Selected passage -

# # # # #

Inhibition of Glycolysis Alleviates Chronic Unpredictable Mild Stress Induced Neuroinflammation and Depression-like Behavior.

BACKGROUND

Growing evidence suggests that glucose metabolism plays a crucial role in activated immune cells, significantly contributing to the occurrence and development of neuroinflammation and depression-like behaviors. Chronic stress has been reported to induce microglia activation and disturbances in glucose metabolism in the hippocampus.

AIMS

This study aims to investigate how chronic stress-mediated glycolysis promotes neuroinflammation and to assess the therapeutic potential of the glycolysis inhibitor, 2-deoxy-D-glucose (2-DG), in a model of chronic stress-induced neuroinflammation and depression-like behavior.

# # # # #

Data to examine -

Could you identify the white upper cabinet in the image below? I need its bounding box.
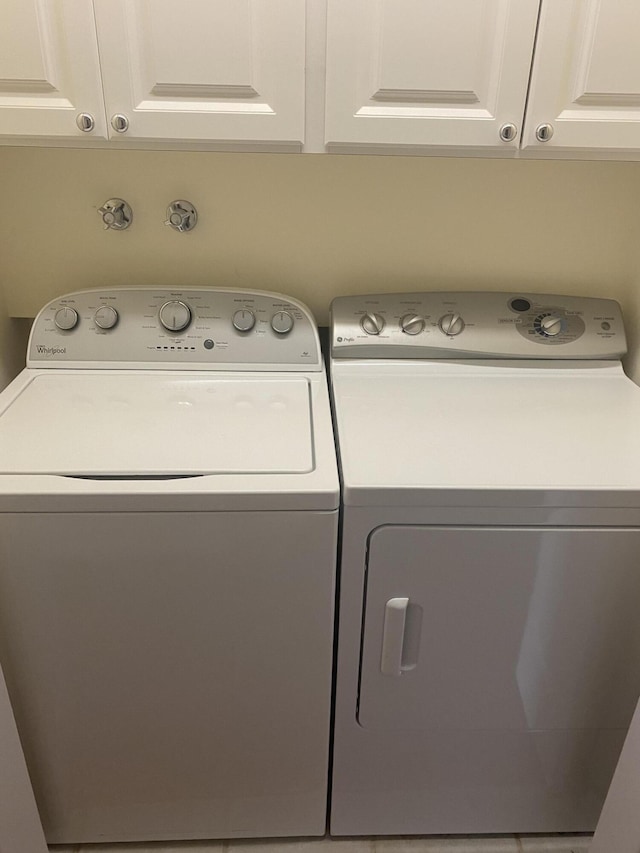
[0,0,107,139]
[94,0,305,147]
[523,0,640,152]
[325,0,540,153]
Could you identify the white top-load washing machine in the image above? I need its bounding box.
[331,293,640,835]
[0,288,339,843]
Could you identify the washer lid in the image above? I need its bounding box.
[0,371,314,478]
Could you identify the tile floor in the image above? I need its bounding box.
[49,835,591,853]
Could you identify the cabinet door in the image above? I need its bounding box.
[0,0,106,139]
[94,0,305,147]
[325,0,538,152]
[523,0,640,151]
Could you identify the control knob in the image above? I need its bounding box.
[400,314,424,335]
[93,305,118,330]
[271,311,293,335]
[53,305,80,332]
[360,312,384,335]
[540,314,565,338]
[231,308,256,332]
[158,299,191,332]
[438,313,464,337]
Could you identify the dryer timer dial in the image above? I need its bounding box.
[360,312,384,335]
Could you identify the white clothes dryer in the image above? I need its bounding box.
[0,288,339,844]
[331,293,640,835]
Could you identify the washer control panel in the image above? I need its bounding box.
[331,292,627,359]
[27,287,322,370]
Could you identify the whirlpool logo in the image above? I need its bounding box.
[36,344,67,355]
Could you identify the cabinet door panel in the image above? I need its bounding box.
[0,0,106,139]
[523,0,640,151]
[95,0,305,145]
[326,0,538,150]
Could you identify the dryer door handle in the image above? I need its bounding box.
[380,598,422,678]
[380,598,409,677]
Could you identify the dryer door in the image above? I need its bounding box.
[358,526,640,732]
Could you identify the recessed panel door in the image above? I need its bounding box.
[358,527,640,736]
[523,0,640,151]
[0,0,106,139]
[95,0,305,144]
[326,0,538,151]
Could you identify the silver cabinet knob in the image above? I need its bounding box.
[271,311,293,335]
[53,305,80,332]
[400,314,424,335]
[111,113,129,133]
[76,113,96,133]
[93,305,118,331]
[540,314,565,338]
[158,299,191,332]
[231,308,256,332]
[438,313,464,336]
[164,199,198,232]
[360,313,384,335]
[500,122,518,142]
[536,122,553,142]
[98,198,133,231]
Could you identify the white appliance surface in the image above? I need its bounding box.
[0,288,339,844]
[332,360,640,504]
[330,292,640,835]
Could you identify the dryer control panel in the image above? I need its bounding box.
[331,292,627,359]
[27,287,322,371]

# # # # #

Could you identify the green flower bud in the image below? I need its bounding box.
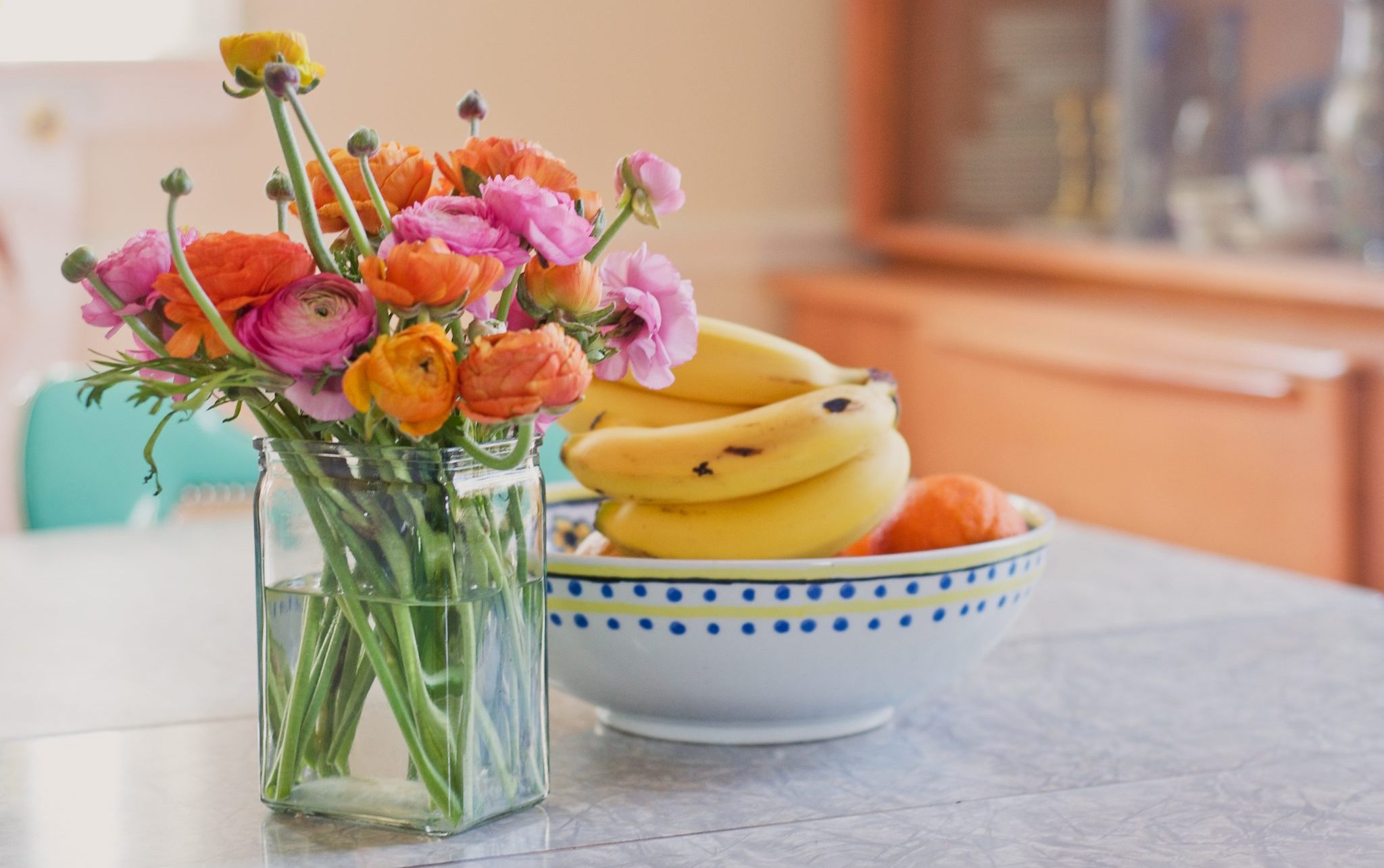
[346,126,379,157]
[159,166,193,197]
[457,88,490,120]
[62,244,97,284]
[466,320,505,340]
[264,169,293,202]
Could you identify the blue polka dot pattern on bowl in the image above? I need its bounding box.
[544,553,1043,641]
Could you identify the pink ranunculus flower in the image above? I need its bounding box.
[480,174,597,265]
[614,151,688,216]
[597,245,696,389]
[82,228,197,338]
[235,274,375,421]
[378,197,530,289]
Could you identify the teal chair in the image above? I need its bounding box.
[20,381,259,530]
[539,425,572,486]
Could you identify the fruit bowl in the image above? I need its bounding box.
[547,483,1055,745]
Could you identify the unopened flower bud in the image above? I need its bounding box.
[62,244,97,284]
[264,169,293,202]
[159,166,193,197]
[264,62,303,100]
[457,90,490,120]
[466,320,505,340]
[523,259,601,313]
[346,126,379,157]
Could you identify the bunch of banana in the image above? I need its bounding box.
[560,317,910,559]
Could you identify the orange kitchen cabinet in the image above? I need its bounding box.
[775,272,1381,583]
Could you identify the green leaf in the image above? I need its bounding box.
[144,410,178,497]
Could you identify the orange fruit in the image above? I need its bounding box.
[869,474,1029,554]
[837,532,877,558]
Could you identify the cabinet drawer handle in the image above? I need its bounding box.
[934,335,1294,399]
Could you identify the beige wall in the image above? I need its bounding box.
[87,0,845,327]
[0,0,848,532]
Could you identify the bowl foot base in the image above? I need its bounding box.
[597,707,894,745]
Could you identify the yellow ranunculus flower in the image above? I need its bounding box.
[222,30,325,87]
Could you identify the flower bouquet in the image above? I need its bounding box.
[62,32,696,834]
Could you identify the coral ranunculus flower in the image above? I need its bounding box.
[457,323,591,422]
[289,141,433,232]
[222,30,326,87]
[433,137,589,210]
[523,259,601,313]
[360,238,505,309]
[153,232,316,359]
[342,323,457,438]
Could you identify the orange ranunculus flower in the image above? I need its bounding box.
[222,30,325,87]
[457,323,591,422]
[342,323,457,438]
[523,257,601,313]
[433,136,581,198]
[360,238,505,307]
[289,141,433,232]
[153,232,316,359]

# # # # #

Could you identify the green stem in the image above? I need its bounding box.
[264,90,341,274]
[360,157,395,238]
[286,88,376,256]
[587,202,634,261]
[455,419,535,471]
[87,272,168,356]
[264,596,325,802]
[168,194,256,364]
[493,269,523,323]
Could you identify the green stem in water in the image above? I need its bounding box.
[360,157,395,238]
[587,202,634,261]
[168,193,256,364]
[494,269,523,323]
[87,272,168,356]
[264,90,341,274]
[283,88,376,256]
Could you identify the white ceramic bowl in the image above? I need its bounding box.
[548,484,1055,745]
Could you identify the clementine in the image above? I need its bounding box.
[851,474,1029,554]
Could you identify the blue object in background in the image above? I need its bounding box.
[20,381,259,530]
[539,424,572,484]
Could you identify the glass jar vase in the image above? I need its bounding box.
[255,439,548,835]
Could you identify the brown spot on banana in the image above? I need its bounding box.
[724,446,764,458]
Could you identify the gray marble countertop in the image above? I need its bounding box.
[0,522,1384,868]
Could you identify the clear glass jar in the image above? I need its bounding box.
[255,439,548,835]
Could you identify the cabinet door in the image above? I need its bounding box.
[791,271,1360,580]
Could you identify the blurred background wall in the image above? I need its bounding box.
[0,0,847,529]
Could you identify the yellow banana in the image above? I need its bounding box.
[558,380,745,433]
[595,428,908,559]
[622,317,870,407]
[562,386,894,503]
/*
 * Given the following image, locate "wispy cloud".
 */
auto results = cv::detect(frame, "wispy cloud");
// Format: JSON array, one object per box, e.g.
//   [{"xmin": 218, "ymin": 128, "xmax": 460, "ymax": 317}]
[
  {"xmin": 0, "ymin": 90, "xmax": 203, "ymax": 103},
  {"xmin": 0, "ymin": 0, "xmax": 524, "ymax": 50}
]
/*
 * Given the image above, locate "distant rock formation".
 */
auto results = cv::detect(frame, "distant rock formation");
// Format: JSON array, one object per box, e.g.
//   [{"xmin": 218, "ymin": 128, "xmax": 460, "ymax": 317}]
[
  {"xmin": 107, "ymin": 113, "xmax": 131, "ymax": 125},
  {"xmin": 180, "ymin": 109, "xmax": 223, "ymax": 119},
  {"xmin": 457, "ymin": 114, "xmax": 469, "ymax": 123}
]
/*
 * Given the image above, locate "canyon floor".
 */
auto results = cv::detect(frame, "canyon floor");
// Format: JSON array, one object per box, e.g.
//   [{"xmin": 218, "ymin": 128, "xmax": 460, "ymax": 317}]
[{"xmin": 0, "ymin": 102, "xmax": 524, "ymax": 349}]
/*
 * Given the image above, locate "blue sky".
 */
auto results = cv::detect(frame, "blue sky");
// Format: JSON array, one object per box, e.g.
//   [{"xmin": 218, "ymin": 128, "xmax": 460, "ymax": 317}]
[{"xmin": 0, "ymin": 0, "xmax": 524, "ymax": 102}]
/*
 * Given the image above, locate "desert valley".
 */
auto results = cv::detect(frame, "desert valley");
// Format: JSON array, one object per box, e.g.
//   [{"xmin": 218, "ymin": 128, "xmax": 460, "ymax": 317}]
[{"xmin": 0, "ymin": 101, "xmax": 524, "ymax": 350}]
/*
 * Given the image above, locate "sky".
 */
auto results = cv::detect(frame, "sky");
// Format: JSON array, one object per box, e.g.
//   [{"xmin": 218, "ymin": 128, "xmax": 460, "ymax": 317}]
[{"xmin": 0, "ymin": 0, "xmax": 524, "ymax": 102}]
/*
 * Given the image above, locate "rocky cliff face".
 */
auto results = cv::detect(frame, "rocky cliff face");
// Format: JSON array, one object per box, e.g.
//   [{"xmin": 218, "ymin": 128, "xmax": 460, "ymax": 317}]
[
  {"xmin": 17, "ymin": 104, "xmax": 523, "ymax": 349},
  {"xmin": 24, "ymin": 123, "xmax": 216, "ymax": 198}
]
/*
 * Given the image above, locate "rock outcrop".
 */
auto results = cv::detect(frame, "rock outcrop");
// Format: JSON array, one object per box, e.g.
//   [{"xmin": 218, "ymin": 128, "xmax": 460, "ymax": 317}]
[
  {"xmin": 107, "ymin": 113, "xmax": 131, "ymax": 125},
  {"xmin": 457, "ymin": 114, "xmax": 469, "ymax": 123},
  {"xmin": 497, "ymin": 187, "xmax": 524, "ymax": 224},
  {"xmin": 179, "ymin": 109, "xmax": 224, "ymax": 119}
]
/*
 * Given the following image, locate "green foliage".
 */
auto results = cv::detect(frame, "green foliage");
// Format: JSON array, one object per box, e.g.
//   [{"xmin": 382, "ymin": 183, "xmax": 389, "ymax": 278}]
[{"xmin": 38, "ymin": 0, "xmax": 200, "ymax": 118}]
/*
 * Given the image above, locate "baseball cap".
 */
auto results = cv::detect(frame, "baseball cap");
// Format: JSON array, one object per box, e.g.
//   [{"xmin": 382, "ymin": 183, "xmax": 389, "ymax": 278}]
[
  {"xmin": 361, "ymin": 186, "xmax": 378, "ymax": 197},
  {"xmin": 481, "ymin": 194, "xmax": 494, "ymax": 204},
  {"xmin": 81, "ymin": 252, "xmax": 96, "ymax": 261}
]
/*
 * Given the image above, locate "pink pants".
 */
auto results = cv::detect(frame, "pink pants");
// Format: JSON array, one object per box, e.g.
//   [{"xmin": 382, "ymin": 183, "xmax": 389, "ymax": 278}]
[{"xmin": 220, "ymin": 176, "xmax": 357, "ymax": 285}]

# # # # #

To do -
**A)** For the abstract on glycolysis and chronic stress, decide whether each statement agrees with it. Answer yes or no, and quote the words from the abstract that settle it.
(i) Chronic stress has been reported to induce microglia activation in the hippocampus.
(ii) The glycolysis inhibitor examined in the study is 2-deoxy-D-glucose.
(iii) The study assesses the therapeutic potential of 2-DG in a model of acute stress.
**B)** Continue the abstract on glycolysis and chronic stress, starting after its last sentence.
The lines that come after the abstract on glycolysis and chronic stress are separate material.

Task-by-task results -
**A)**
(i) Yes: "Chronic stress has been reported to induce microglia activation and disturbances in glucose metabolism in the hippocampus."
(ii) Yes: "the glycolysis inhibitor, 2-deoxy-D-glucose (2-DG)"
(iii) No: "in a model of chronic stress-induced neuroinflammation and depression-like behavior"

**B)**
METHODS

In in vitro studies, we first explored the effects of 2-DG on the inflammatory response of microglia cells. The results showed that corticosterone (Cort) induced reactive oxygen species (ROS) production, increased glycolysis, and promoted the release of inflammatory mediators. However, these effects were reversed by intervention with 2-DG. Subsequently, we examined changes in depression-like behavior and hippocampal glycolysis in mice during chronic stress. The results indicated that chronic stress led to prolonged escape latency in the Morris water maze, increased platform-crossing frequency, reduced sucrose preference index, and extended immobility time in the forced swim test, all of which are indicative of depression-like behavior in mice. Additionally, we found that the expression of the key glycolytic enzyme hexokinase 2 (HK2) was upregulated in the hippocampus of stressed mice, along with an increased release of inflammatory factors. Further in vivo experiments investigated the effects of 2-DG on glycolysis and pro-inflammatory mediator production, as well as the therapeutic effects of 2-DG on chronic stress-induced depression-like behavior in mice. The results showed that 2-DG alleviated chronic stress-induced depression-like behaviors, such as improving escape latency and platform-crossing frequency in the Morris water maze, and increasing the time spent in the center of the open field. Additionally, 2-DG intervention reduced the level of glycolysis in the hippocampus and decreased the release of pro-inflammatory mediators.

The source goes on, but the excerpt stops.